- [Selected excerpt]
Did going from a farm to an environment made up of others also trying to make it in music seem overwhelming at times?

Yes.  In a lot of ways it was comforting to see that there were other people out there who loved music like I loved it.  The flip side of that was being from a town of 30 people and going to a city of a million.  That was a huge shock to my system.  It was a little overwhelming but I think, for me, the thing that was bigger was my love of making music, my desire to create music … to learn all the tools of the trade I needed to get that sound out of my head and into a set of speakers. It was definitely a huge overwhelming thing but my desire and passion for music is what helped me overcome that.

What were some of the tools of the trade that you learned in Nashville?

Learning the craft of writing songs was the utmost important and biggest [tool].  The one after that is playing guitar.  I didn’t know how to play.  I spent a brief stint in a college in Texas before I found out about  Belmont.  I had sort of learned, like [chords] G, C and D when I was in Texas.  But when I came to Nashville … that’s when I started playing guitar.  I holed up in my bedroom, listened to records and played whenever I could.  That was a huge [tool] for me.  I was looking for a way to get this sound out of my head.  I was working in a studio before I could play and always had a tough time explaining to guitar players as to how I heard guitar sounds … and how I heard certain lines being played, things of that nature.  I thought if I couldn’t explain this, I better learn how to just do it.  That [guitar] was freedom for me, creative freedom.

Do you play any other instruments?

No.  I can plunk around on a piano but I wouldn’t say I can actually play. … I write on piano a fair amount of time.  But I couldn’t go on the road and play piano for somebody.

Photo: Instagram.com/claredunnmusic
CMA Fest 2014.  

What was your degree in?

It was a Bachelor of Science in songwriting.  They said, with your credits, you can have a B.A. in songwriting or a B.S.  And I said, “Are you telling me I can have a B.S. in songwriting and they’re going to put that on paper?  Let’s go with that one.”

Meeting all the musicians and songwriters in Nashville and discovering that they’re from all over the globe and not necessarily from the South or a Western locale – was that an eye opener? 

I can totally understand where they’re coming from.  For me, it’s [country music] is a natural thing to write because that is what I know.  Being out there on a farm, working the land, that’s what I grew up in.  I can see people … being in a more urban area yet loving [the genre].  We’re in the same world, we all experience the same things in life.  For me, the stories in country music are what’s important. I think that’s part of what makes it identifiable as a genre.  It makes sense that people would be drawn to that even though they didn’t grow up in a [country music] environment.  It’s one of the unique things about our genre.

Your first single – “Get Out.” Do you hear that as more rock than country?

- [Information provided]
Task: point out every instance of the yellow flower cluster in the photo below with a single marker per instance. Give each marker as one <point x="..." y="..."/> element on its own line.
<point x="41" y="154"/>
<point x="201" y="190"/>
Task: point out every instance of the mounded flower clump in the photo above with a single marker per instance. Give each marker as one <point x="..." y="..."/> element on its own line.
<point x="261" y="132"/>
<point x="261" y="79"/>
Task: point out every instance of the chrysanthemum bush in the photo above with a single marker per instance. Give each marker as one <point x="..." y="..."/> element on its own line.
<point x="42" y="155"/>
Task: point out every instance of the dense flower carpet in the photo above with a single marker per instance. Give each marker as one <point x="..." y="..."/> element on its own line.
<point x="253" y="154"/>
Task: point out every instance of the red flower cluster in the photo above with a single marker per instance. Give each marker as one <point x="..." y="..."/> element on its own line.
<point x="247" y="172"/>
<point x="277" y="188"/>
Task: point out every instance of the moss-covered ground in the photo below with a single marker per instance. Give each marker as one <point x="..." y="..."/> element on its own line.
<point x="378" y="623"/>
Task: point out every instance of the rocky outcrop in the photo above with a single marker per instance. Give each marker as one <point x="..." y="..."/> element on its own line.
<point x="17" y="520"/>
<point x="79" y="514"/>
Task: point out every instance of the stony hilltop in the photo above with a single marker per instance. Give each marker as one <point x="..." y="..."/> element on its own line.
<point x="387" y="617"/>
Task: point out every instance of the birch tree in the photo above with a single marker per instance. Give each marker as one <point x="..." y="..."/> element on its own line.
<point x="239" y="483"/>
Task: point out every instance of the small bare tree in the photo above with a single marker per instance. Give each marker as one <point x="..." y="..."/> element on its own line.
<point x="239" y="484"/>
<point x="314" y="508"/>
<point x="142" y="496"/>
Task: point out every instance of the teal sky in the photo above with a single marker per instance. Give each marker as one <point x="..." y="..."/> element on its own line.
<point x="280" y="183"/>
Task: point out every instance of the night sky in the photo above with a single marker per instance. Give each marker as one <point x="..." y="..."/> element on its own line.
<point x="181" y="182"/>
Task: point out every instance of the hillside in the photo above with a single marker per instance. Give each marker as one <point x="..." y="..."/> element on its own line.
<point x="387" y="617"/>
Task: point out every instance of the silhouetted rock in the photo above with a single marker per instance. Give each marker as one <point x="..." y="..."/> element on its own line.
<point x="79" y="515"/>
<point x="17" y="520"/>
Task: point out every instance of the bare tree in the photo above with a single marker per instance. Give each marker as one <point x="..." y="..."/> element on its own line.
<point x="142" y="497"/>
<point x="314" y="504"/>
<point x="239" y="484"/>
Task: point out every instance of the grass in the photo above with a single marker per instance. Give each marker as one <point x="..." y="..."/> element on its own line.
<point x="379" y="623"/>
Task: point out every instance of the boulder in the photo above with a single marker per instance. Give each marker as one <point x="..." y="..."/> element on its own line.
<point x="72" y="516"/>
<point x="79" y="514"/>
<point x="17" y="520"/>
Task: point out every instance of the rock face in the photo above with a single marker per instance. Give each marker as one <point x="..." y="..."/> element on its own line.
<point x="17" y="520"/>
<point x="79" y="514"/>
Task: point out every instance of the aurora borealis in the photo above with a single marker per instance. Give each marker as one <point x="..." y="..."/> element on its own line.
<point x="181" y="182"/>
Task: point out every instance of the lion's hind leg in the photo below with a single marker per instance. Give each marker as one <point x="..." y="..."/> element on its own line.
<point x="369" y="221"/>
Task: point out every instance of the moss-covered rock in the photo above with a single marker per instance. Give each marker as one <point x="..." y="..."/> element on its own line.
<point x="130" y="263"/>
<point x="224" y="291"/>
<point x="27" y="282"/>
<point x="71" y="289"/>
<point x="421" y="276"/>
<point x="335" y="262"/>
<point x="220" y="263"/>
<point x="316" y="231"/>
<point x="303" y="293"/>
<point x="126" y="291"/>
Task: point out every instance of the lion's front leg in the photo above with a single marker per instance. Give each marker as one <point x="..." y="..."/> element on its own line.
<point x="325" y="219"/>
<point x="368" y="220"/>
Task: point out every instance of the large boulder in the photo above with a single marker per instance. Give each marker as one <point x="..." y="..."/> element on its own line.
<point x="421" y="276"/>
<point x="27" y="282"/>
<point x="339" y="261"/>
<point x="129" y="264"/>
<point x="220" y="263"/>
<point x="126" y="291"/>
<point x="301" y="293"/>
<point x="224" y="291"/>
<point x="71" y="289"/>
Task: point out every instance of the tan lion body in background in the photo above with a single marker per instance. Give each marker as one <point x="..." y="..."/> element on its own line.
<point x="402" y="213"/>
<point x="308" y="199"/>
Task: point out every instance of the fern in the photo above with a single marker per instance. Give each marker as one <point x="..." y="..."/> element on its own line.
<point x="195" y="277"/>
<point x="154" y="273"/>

- [Written task] Retype everything in the interview from "Learning the craft" down to "me, creative freedom.". Work from the interview alone.

- [Solved exercise]
Learning the craft of writing songs was the utmost important and biggest [tool].  The one after that is playing guitar.  I didn’t know how to play.  I spent a brief stint in a college in Texas before I found out about  Belmont.  I had sort of learned, like [chords] G, C and D when I was in Texas.  But when I came to Nashville … that’s when I started playing guitar.  I holed up in my bedroom, listened to records and played whenever I could.  That was a huge [tool] for me.  I was looking for a way to get this sound out of my head.  I was working in a studio before I could play and always had a tough time explaining to guitar players as to how I heard guitar sounds … and how I heard certain lines being played, things of that nature.  I thought if I couldn’t explain this, I better learn how to just do it.  That [guitar] was freedom for me, creative freedom.